● **Material provided**

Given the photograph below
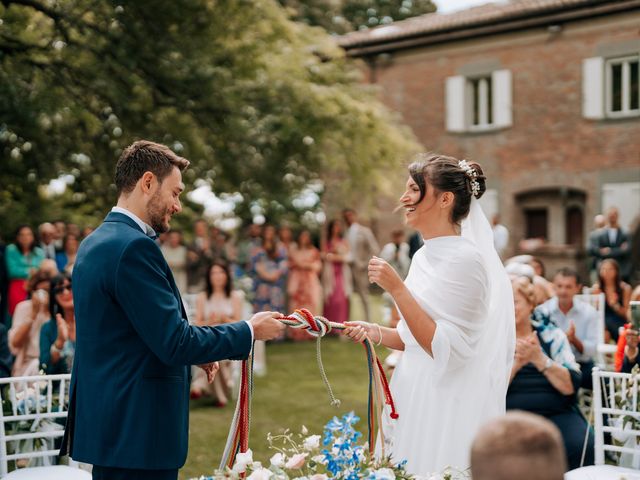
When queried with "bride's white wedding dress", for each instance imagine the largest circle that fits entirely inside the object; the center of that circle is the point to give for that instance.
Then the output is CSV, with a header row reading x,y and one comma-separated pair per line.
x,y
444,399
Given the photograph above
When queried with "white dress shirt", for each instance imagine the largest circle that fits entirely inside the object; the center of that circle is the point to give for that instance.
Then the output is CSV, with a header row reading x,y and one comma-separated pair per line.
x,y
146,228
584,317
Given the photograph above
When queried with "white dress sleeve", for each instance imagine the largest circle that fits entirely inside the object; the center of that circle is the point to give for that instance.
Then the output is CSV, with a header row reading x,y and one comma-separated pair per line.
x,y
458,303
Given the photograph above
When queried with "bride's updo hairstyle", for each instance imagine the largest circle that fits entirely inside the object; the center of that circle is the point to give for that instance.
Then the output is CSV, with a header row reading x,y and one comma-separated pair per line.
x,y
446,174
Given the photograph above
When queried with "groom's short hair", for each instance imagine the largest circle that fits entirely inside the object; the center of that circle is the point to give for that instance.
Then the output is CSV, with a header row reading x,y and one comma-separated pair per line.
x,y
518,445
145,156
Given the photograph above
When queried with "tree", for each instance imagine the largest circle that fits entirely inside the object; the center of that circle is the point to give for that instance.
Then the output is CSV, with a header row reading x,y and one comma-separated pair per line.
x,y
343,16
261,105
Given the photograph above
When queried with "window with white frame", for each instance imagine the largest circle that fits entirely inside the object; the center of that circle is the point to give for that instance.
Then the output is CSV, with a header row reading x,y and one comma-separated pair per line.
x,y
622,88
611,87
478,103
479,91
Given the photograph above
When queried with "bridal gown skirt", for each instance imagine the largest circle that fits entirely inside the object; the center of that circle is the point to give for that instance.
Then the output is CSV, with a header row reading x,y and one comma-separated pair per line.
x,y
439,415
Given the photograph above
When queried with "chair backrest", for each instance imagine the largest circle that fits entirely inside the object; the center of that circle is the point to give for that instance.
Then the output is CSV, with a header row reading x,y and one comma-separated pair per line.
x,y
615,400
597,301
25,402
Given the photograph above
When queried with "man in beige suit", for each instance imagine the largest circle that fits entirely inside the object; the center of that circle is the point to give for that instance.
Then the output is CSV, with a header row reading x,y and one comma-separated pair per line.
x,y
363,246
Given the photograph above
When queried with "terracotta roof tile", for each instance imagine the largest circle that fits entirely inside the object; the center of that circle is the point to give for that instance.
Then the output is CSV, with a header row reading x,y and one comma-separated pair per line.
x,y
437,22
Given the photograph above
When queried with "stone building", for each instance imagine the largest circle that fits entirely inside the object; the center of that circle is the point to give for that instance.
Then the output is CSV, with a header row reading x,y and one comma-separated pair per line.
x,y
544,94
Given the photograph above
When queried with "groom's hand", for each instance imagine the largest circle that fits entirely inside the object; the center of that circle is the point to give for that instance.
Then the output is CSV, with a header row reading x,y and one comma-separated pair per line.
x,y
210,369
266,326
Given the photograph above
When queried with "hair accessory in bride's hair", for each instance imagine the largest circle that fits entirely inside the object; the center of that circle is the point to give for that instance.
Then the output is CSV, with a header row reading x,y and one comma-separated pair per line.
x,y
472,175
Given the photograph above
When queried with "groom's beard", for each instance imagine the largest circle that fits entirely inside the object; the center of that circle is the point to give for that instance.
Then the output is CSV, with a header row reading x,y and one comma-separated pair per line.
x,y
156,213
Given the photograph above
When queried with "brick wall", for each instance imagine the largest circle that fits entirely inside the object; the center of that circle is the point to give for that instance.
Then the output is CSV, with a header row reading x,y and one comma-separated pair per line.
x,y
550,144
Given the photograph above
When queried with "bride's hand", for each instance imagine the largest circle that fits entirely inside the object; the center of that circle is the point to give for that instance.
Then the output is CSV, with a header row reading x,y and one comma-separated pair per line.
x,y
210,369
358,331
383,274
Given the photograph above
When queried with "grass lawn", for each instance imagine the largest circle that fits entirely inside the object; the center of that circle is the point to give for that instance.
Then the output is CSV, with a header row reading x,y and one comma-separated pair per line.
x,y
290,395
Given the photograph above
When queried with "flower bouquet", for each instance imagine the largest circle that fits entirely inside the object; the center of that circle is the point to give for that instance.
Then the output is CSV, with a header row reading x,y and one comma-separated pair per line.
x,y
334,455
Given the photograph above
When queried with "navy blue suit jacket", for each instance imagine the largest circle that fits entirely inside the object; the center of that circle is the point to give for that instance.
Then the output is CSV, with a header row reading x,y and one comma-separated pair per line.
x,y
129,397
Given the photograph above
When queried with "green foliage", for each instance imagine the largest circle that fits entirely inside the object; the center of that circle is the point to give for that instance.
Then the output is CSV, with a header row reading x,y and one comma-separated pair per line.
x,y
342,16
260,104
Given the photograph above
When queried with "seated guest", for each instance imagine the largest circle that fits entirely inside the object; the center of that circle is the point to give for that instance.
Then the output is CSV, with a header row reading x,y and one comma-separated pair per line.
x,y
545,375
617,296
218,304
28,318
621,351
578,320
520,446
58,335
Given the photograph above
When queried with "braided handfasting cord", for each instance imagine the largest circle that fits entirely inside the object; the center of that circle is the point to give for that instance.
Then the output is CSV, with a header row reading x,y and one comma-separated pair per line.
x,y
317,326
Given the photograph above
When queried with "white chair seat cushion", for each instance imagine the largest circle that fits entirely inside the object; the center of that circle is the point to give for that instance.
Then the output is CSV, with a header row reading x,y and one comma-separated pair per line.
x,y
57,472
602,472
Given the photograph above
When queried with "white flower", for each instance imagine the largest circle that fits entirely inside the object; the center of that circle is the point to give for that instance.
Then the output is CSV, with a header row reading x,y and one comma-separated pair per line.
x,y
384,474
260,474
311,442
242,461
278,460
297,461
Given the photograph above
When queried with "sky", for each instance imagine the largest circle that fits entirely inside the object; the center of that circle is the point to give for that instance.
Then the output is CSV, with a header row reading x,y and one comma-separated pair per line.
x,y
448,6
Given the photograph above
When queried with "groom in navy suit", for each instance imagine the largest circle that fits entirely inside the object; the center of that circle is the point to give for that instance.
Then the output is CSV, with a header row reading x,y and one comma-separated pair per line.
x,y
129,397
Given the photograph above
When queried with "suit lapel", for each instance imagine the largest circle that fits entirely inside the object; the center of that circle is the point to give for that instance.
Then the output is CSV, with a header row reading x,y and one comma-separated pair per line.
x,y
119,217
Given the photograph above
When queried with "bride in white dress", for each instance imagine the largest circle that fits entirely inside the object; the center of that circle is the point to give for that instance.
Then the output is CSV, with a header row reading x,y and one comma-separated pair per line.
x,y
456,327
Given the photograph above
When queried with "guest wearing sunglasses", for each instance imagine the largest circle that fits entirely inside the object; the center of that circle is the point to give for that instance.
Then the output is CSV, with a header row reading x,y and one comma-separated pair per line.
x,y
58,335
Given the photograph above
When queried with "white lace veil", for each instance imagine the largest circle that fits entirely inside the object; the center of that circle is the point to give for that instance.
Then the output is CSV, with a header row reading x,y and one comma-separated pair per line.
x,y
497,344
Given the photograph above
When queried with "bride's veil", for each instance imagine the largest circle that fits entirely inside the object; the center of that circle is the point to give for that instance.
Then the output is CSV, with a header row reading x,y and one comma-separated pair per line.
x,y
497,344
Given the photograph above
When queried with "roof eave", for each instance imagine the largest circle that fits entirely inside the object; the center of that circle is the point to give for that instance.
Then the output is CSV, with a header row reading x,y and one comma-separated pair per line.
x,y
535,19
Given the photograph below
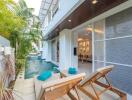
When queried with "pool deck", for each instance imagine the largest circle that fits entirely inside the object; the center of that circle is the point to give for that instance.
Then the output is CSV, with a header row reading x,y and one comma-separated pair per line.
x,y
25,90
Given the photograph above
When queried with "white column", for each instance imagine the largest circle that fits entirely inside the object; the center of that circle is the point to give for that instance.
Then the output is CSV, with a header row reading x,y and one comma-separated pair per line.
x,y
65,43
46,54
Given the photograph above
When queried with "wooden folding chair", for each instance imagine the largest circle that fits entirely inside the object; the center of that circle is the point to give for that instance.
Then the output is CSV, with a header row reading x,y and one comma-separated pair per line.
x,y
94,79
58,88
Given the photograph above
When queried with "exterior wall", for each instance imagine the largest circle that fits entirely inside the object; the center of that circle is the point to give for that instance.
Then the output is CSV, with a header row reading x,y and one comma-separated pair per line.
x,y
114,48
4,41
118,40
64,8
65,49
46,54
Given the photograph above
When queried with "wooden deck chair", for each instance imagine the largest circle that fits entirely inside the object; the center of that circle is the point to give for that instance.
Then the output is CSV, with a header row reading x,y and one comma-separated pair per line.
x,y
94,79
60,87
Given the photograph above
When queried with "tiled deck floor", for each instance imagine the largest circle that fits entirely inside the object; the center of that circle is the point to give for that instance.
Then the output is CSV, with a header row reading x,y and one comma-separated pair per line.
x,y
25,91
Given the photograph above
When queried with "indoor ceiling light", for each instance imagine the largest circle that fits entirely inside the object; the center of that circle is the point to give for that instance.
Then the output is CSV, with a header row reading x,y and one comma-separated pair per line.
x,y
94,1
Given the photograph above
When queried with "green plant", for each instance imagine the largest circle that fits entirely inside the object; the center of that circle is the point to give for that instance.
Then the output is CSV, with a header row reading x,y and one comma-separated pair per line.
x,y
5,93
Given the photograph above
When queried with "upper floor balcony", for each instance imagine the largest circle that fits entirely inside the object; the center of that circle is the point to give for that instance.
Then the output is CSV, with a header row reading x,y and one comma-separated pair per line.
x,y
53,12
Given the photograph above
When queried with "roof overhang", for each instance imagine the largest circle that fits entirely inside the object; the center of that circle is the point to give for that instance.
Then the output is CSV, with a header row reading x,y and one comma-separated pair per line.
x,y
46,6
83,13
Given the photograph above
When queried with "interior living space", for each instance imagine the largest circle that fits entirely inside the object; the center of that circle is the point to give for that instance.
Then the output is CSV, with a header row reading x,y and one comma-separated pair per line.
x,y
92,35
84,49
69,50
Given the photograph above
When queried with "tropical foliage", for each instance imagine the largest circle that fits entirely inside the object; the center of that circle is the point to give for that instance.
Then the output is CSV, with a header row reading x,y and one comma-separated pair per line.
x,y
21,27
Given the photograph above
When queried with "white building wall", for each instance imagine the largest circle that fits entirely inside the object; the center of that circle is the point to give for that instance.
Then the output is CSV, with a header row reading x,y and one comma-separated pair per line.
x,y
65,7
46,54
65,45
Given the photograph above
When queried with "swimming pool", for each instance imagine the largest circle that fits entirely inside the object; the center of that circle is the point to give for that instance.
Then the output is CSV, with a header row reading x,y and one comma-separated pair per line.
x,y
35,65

● **Written instruction**
Please gather every line from the records above that contains the word "chair".

● **Answer to this task**
When queried with "chair backrest", for each instance imagine the largest circle that fits entirely inside the object; the center of that circle is the point to give for that instance.
When queried with "white chair seat cushion", for each instance imagine the largest circle that fits entirely inside the object; the center of that circle is the point to give for that instance.
When queried with "wooden folding chair", for each instance imagine the largest circle that fits entirely inside the object; the center of that circle is the point to give for that instance.
When queried with "wooden deck chair", for each instance imagine the largest circle that fits entirely inside the object; the center of that circle is the point to give for that instance.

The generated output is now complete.